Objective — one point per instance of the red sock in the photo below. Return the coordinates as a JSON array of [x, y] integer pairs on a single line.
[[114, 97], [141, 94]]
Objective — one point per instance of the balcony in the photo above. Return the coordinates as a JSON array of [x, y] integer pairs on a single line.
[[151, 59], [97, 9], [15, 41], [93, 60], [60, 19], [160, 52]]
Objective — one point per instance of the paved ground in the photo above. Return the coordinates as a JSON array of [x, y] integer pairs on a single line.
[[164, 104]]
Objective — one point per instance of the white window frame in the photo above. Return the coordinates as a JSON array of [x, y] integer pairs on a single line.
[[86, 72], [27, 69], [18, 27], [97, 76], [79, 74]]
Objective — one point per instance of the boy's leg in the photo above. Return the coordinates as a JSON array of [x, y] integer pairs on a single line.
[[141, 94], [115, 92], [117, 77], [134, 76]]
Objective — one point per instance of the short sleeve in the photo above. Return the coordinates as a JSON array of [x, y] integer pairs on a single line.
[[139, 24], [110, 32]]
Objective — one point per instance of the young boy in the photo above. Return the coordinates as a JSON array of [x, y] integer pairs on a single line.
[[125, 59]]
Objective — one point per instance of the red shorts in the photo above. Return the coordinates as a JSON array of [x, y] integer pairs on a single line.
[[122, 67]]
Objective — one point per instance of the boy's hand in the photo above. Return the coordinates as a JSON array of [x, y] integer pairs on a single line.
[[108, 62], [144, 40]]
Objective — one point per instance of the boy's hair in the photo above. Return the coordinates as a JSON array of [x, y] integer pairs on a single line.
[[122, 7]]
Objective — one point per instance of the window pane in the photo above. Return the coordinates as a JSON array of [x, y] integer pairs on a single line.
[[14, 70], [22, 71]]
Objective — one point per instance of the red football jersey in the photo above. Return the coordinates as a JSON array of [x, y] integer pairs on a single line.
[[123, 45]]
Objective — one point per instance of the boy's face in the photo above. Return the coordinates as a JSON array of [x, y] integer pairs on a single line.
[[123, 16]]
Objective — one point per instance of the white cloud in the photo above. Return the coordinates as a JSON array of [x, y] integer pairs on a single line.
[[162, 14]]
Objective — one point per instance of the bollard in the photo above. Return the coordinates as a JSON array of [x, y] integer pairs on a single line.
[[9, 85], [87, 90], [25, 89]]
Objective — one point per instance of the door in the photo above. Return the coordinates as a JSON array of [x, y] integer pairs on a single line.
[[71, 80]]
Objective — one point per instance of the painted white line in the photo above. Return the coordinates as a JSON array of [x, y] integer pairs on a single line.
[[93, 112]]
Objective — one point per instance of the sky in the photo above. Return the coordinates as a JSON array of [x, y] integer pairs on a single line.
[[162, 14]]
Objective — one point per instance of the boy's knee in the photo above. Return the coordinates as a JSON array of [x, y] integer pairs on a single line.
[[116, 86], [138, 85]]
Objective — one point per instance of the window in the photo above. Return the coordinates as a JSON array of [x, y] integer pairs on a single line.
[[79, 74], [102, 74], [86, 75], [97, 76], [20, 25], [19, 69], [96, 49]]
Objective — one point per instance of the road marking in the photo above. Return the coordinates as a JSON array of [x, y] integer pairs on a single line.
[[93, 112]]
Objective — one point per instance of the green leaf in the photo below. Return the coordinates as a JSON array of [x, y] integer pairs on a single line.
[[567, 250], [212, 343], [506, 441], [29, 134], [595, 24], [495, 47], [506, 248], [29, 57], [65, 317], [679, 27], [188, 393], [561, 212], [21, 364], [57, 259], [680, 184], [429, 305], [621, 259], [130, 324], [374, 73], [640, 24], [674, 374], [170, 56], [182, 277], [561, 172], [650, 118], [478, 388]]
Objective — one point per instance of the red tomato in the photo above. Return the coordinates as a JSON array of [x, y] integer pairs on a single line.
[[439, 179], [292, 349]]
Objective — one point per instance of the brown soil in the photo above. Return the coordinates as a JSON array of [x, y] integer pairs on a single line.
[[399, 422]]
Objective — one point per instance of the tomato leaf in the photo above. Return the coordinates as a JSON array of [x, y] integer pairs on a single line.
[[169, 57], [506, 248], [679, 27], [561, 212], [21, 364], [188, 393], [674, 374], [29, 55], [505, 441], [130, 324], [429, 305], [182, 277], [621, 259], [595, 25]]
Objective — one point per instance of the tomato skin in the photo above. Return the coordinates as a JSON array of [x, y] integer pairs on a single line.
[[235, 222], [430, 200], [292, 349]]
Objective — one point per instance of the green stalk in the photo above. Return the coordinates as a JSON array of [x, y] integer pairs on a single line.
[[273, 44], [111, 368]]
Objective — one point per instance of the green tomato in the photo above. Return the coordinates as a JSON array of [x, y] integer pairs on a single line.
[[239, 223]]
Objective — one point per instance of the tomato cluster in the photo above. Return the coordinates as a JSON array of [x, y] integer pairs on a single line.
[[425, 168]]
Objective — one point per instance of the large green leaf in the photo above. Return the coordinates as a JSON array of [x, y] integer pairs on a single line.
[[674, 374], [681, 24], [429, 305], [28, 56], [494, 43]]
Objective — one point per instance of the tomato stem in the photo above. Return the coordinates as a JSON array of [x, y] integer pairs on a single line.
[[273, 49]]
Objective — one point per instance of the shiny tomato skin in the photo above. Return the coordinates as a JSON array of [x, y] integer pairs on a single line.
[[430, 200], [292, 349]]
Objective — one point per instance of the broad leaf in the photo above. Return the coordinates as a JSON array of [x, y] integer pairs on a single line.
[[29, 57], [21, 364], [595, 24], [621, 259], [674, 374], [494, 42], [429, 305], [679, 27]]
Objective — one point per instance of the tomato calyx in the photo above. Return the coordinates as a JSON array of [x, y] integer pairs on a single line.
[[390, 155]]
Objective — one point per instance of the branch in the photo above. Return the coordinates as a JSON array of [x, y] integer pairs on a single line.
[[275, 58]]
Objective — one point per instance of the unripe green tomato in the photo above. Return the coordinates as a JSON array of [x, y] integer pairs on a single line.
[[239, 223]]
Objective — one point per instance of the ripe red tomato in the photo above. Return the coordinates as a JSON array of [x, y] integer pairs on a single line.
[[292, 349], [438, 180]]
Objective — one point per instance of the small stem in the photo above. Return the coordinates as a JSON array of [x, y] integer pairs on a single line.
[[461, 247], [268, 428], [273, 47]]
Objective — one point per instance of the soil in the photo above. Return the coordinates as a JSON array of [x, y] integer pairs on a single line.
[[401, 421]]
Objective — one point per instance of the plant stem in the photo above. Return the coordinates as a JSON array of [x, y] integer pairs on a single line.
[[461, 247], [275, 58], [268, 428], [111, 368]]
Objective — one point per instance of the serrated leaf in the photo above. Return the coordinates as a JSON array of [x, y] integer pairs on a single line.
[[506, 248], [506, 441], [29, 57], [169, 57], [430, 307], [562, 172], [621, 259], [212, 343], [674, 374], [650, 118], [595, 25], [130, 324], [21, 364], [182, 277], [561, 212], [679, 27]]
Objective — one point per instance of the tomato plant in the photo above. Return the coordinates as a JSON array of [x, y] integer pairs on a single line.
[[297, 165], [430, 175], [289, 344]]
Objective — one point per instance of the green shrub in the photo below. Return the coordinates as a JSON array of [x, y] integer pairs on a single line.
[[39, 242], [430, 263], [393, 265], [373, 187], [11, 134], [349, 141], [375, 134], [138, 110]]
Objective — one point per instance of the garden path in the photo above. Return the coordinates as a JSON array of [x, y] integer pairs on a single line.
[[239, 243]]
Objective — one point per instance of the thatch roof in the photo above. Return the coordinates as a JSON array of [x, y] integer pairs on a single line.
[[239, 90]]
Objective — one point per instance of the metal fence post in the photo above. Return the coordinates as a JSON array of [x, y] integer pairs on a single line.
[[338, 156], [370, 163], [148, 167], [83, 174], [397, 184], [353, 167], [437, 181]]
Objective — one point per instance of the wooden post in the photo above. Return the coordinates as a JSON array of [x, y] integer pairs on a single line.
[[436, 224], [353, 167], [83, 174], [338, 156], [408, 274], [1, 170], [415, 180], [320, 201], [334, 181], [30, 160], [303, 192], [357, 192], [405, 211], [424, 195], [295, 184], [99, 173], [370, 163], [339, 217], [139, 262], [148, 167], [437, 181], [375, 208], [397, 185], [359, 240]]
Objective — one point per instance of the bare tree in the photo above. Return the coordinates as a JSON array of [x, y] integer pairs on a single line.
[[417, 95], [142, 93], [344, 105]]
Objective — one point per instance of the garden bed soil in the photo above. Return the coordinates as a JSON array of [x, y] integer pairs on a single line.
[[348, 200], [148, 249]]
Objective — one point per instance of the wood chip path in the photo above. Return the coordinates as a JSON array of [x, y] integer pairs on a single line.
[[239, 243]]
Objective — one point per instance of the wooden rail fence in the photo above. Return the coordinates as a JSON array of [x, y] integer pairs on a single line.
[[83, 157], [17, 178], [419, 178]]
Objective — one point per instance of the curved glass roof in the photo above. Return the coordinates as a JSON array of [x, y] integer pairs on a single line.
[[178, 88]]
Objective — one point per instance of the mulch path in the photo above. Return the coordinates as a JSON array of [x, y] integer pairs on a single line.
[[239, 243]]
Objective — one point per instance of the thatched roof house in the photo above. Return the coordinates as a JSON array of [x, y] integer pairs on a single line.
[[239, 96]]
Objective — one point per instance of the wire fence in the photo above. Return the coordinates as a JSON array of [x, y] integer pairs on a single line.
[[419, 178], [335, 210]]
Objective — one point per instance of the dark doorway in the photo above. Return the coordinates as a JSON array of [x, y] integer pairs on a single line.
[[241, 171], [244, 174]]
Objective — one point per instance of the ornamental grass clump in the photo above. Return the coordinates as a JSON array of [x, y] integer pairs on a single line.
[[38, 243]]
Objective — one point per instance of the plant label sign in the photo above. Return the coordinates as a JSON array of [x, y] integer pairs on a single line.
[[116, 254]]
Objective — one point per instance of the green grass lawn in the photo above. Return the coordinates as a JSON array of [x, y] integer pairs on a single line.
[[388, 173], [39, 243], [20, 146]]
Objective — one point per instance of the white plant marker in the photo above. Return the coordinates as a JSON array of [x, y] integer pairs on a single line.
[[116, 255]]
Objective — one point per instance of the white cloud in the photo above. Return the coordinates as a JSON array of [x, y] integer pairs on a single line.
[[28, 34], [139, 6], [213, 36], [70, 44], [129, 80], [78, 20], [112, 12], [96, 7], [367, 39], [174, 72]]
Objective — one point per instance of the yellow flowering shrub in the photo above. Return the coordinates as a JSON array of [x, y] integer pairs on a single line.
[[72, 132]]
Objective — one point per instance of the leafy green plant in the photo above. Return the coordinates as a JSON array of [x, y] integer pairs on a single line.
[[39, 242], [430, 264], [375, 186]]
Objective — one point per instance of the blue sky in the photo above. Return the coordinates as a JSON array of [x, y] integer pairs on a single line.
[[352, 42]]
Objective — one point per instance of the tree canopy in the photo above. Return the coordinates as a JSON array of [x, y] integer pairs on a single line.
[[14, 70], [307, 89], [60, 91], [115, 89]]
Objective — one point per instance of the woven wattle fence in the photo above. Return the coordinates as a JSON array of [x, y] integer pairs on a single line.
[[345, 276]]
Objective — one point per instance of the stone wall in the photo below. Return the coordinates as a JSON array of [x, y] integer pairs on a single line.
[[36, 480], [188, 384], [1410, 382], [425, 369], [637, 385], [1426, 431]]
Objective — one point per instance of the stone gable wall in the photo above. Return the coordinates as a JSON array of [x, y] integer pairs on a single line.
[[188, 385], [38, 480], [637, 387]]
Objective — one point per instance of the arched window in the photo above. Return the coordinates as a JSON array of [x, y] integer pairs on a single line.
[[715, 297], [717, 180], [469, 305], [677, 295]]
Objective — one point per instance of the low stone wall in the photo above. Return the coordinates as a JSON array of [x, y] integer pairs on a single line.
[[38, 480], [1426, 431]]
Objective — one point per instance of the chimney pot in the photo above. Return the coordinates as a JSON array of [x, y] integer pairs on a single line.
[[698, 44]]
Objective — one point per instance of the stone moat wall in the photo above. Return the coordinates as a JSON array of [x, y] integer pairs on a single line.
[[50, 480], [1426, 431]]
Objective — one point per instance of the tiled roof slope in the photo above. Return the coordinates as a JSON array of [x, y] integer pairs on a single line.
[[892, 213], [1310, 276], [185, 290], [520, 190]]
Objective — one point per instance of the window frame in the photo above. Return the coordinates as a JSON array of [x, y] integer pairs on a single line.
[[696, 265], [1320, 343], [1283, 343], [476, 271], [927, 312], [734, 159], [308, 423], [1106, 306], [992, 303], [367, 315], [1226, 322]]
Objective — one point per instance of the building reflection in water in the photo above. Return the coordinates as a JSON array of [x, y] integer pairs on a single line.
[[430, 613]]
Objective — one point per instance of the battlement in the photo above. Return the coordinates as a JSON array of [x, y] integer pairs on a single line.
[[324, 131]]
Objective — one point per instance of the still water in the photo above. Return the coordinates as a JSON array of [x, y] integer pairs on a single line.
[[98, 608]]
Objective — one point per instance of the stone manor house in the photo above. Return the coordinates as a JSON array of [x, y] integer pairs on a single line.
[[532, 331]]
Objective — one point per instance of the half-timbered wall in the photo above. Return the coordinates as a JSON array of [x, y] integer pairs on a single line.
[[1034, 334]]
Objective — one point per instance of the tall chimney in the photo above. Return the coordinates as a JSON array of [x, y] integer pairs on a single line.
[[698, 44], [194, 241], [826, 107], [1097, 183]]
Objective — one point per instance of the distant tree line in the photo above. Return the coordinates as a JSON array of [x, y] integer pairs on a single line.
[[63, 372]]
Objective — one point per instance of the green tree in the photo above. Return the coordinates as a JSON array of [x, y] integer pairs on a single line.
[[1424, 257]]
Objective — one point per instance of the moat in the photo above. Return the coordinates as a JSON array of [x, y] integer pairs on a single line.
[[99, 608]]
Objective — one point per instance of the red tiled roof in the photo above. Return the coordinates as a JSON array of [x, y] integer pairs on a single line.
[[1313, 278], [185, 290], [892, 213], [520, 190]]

· · ·

» Set problem: In the material, rename "tomato plant" to "tomato vine" and reproduce the lines from the one containing "Objective — one point per instance of the tomato plant" up to and including the one containing "[[297, 165], [430, 175], [289, 344]]", with nothing else altered.

» Task response:
Objective — one point per instance of the tomato vine in the photo above. Return the coordinates as a JSON array of [x, y] integer pairs on a single line.
[[297, 165], [430, 175], [289, 344]]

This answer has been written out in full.